Given task A: Reproduce the entire passage below about Lorna Moon and the Kailyard writers, word for word.

It was not, however, a tradition of women’s writing in which Moon appeared to place herself. The demons she wrestled with were predominantly those of the Kailyard, and in particular, the shadow of J. M. Barrie. Her collection of short stories clearly signals its relationship to what was, after all, a highly successful publishing phenomenon in America. ‘Drumorty’ inevitably carries echoes of ‘Drumtochty’, the village central to Ian MacLaren’s recreations of rural life, while Lorna herself seemed happy that the ‘Doorways’ of the title (suggested by her publishers) presented useful resonances of ‘A Window in Thrums’. Yet in a 1926 letter from her American editor, D. L. Chambers comments that his author feels ‘she might as well be buried as Barried’. While she may have wished to profit by generic association, Moon certainly didn’t want to be seen as producing exactly the same kind of fiction as Kailyard authors: ‘I always said that I’d wanted to write “as WELL as Barrie”, and of course “well” became like. I don’t write at all like Barrie, do I?’ The differences are indeed significant: as critics have noted, Kailyard authors wrote with an increasing sense of the ‘otherness’ of their subjects, writing for an audience outside Scotland, as if those inside the country were foreign. In the case of Barrie in particular it has been suggested that his voice became increasingly reductive and ridiculing. Lorna shares some of Barrie’s bleak irony, but her stories more often challenge both community and the reader, thus avoiding the detached perspective and static knowingness of Barrie’s narratives. Ironically, given her very real ‘distance’ Lorna participates in the exigencies of the community, sees the full scale significance of their small dramas, as only a woman who has had to work within and decode that world could.

Given task B: State how many lines in the listing below contain the string "someone". Give only the number.

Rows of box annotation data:

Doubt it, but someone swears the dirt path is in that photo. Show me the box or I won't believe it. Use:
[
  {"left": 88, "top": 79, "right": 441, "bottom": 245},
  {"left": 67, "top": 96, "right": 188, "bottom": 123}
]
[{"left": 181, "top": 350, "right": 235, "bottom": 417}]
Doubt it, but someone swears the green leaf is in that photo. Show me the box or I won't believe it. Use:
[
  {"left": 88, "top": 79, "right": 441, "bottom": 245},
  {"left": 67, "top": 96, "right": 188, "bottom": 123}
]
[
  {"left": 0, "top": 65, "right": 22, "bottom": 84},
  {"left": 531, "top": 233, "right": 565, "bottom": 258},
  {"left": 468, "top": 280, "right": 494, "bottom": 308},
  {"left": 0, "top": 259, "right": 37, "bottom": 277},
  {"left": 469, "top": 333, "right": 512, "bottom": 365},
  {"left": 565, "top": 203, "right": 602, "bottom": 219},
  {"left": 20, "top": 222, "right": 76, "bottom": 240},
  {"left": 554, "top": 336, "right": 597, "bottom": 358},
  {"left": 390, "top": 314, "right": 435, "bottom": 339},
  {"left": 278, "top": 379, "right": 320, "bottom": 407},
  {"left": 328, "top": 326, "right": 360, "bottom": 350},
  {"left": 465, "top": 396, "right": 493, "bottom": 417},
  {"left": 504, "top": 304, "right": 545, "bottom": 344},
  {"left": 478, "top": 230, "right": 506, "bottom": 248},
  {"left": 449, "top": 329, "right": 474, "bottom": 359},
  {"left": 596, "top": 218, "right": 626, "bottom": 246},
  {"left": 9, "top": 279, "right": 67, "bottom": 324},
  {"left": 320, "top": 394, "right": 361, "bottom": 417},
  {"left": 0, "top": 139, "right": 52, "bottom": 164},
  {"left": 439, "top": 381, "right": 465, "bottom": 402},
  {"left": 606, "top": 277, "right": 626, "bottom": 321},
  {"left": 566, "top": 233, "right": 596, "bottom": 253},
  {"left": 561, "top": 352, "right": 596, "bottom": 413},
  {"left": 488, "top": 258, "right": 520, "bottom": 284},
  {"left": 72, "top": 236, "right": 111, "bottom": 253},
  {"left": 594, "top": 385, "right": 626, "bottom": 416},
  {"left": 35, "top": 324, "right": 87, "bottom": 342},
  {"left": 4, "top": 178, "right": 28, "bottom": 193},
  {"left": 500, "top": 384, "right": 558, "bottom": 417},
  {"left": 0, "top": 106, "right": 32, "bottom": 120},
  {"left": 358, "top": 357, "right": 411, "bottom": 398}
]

Worked solution A:
It was not, however, a tradition of women’s writing in which Moon appeared to place herself. The demons she wrestled with were predominantly those of the Kailyard, and in particular, the shadow of J. M. Barrie. Her collection of short stories clearly signals its relationship to what was, after all, a highly successful publishing phenomenon in America. ‘Drumorty’ inevitably carries echoes of ‘Drumtochty’, the village central to Ian MacLaren’s recreations of rural life, while Lorna herself seemed happy that the ‘Doorways’ of the title (suggested by her publishers) presented useful resonances of ‘A Window in Thrums’. Yet in a 1926 letter from her American editor, D. L. Chambers comments that his author feels ‘she might as well be buried as Barried’. While she may have wished to profit by generic association, Moon certainly didn’t want to be seen as producing exactly the same kind of fiction as Kailyard authors: ‘I always said that I’d wanted to write “as WELL as Barrie”, and of course “well” became like. I don’t write at all like Barrie, do I?’ The differences are indeed significant: as critics have noted, Kailyard authors wrote with an increasing sense of the ‘otherness’ of their subjects, writing for an audience outside Scotland, as if those inside the country were foreign. In the case of Barrie in particular it has been suggested that his voice became increasingly reductive and ridiculing. Lorna shares some of Barrie’s bleak irony, but her stories more often challenge both community and the reader, thus avoiding the detached perspective and static knowingness of Barrie’s narratives. Ironically, given her very real ‘distance’ Lorna participates in the exigencies of the community, sees the full scale significance of their small dramas, as only a woman who has had to work within and decode that world could.

Worked solution B: 2